- Exercise instructions
When the line containing "Definition of the keypoint: for every instance of the red" appears in the data below, begin copying there and stop only after the line containing "Definition of the keypoint: for every instance of the player's".

- Task inputs
#####
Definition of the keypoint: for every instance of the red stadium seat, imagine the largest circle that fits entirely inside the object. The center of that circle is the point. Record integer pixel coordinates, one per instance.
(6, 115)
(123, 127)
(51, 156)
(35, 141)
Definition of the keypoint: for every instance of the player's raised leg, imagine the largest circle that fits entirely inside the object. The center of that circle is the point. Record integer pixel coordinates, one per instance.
#####
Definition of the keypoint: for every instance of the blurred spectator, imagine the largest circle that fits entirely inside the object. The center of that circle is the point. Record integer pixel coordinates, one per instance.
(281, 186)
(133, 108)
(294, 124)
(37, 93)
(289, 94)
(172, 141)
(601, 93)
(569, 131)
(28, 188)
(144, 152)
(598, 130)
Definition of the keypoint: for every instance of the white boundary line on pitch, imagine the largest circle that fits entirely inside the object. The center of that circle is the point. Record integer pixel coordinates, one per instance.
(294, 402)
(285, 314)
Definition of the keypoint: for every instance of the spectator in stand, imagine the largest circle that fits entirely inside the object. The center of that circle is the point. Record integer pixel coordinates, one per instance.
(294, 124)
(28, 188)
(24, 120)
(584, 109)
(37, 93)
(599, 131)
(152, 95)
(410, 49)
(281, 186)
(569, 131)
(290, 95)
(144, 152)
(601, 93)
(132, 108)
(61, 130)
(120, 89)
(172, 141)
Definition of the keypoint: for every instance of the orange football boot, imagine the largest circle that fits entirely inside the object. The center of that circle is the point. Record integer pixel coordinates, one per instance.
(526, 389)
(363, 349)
#####
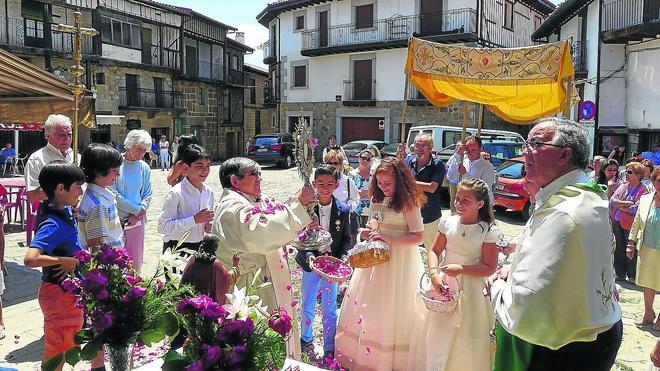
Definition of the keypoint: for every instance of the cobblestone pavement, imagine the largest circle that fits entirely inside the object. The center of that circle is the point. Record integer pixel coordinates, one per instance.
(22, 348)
#####
- Solution to the problem
Definition of the keypoint: for every instance of the red stadium seat, imagine the largest circle that fits entirely inside the object. The center of that circle is the point. Record integer pixel coordinates, one per instance.
(6, 115)
(123, 127)
(51, 156)
(35, 141)
Definition of the keypoint: for every instance of the player's raised leg, imagine the largest circle that fits entirely inside the object. The center of that circle is the point. Record integer pixel coordinates, one per instance.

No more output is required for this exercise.